Measures proper acceleration using FXLS8974CF and STM32F407VGT6

Velocity is crucial

Published Mar 11, 2023

Click board™

Accel 4 Click

Dev Board

Clicker 2 for STM32

Compiler

NECTO Studio

MCU

STM32F407VGT6

Determine the object's position in space and monitor its movement

Hardware Overview

How does it work?

Accel 4 Click is based on the FXLS8974CF, a highly reliable digital triaxial acceleration from NXP Semiconductors. The FXLS8974CF is highly configurable with a programmable acceleration range of ±2g, ±4g, ±8g, or ±16g, capable of measuring accelerations with selectable output data rates. It supports high-performance and low-power operating modes, allowing maximum flexibility to meet the resolution and power needs for various use cases, from automotive (convenience and security) through industrial IoT to some consumer devices. This sensor includes advanced digital features such as the SDCD block for inertial event detection, auto wake-sleep, and a 32-sample FIFO/LIFO buffer. Besides, it has an embedded temperature sensor with an 8 bits resolution, sensitivity of 1°C/LSB, and a wide measurement range.

⁂

### Task requirements
[a] Echo the Accel 4 Click page word for word, from "Hardware Overview" up to and including "wide measurement range.".
[b] According to the Accel 4 Click page, which company makes the FXLS8974CF?
[c] Pick up the Accel 4 Click page where it stops and continue it.

### Extracted information
⁂

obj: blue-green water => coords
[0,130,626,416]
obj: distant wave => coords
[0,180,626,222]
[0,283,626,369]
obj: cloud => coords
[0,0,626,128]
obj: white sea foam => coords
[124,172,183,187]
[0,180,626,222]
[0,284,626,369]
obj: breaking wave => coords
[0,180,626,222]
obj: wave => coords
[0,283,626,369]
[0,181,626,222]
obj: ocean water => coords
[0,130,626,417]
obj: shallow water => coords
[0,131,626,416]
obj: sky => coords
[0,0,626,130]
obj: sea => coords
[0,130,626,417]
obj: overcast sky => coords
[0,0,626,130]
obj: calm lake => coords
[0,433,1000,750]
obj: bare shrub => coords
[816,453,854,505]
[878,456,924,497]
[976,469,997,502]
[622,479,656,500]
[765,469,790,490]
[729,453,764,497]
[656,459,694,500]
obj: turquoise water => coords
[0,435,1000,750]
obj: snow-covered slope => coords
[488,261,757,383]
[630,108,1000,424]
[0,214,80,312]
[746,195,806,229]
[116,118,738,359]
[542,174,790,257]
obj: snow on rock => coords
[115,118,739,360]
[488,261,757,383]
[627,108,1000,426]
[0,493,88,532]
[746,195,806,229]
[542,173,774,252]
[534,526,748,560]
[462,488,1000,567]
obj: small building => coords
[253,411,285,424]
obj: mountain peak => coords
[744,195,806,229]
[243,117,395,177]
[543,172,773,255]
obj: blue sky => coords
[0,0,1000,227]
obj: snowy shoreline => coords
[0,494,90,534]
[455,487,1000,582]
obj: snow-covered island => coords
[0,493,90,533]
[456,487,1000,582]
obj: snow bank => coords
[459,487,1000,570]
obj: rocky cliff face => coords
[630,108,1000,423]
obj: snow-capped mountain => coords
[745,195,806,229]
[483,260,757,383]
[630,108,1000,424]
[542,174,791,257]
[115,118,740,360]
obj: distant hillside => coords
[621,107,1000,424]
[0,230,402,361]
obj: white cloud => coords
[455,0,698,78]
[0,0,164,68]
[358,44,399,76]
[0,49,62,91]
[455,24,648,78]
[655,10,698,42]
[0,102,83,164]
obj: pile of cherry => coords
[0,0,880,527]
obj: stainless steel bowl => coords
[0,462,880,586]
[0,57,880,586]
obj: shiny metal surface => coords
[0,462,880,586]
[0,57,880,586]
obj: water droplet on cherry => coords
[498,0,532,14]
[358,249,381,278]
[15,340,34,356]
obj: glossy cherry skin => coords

⁂

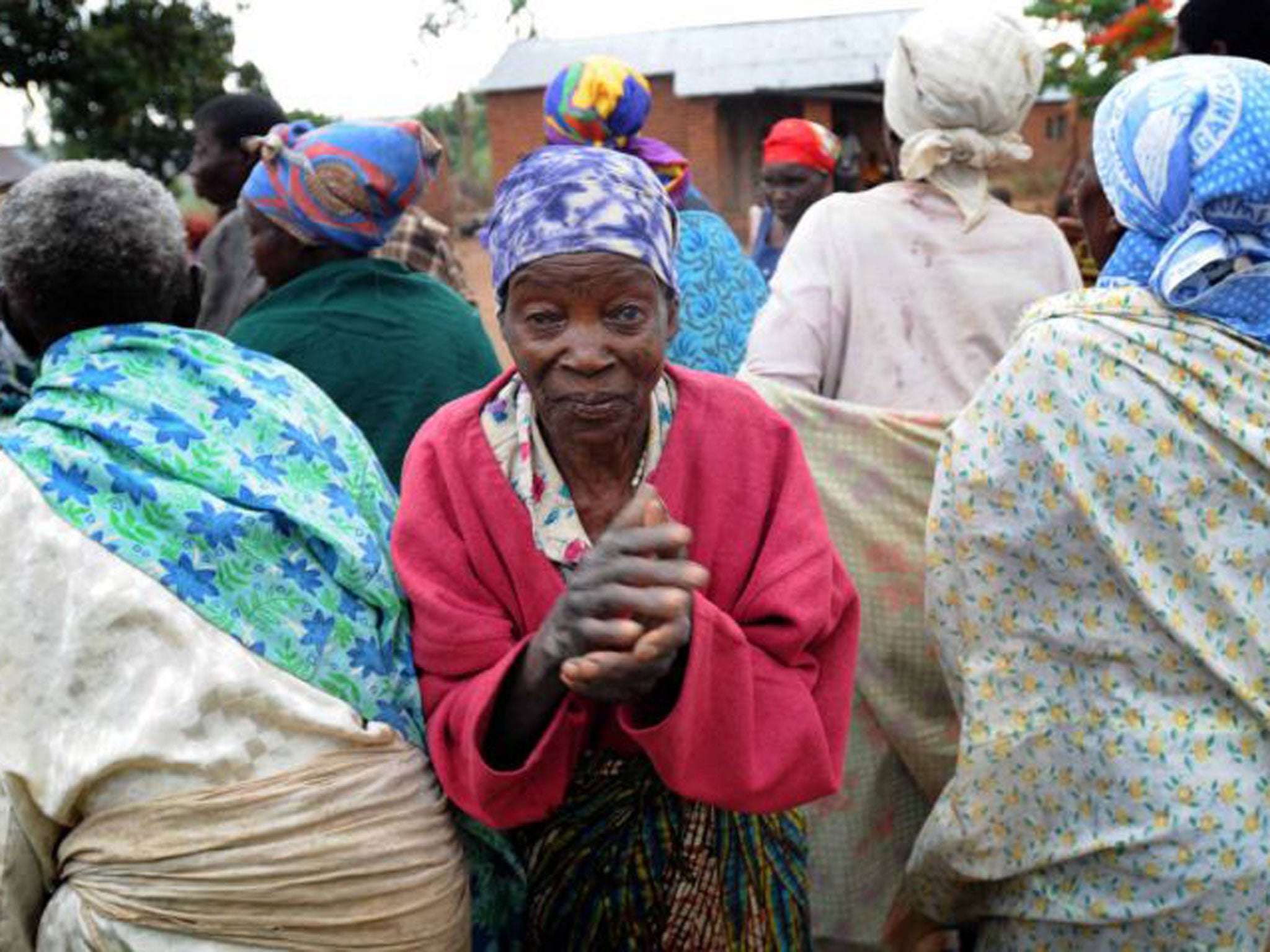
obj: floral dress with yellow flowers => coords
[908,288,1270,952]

⁂

### Answers to the exercises
[a]
Hardware Overview

How does it work?

Accel 4 Click is based on the FXLS8974CF, a highly reliable digital triaxial acceleration from NXP Semiconductors. The FXLS8974CF is highly configurable with a programmable acceleration range of ±2g, ±4g, ±8g, or ±16g, capable of measuring accelerations with selectable output data rates. It supports high-performance and low-power operating modes, allowing maximum flexibility to meet the resolution and power needs for various use cases, from automotive (convenience and security) through industrial IoT to some consumer devices. This sensor includes advanced digital features such as the SDCD block for inertial event detection, auto wake-sleep, and a 32-sample FIFO/LIFO buffer. Besides, it has an embedded temperature sensor with an 8 bits resolution, sensitivity of 1°C/LSB, and a wide measurement range.

[b] NXP Semiconductors

[c]
Selectable ODRs (Output Data Rate) of the FXLS8974CF go up to 3200Hz, alongside Flexible Performance mode, allowing custom ODRs with programmable decimation (resolution) and idle-time settings. Accel 4 Click allows using both I2C and SPI interfaces with a maximum frequency of 1MHz for I2C and 4MHz for SPI communication. The selection can be made by positioning SMD jumpers labeled as COMM SEL in an appropriate position. Note that all the jumpers' positions must be on the same side, or the Click board™ may become unresponsive. While the I2C interface is selected, the FXLS8974CF allows choosing the least significant bit (LSB) of its I2C slave address using the SMD jumper labeled ADDR SEL. The FXLS8974CF also possesses two interrupts, INT1 and INT2, routed to the INT and AN pins on the mikroBUS™ socket used to signal MCU an event has been sensed,

entirely programmed by the user through the I2C/SPI interface. Also, this Click board™ provides the ability to use the boot mode of the FXLS8974CF by positioning SMD jumpers labeled as BT MODE to an appropriate position. Depending on the selected position, the device can be set in the default operating mode by setting the jumper to position 0 or in Motion Detection Mode to position 1. This Click board™ can only be operated with a 3.3V logic voltage level. The board must perform appropriate logic voltage level conversion before using MCUs with different logic levels. However, the Click board™ comes equipped with a library containing functions and an example code that can be used as a reference for further development.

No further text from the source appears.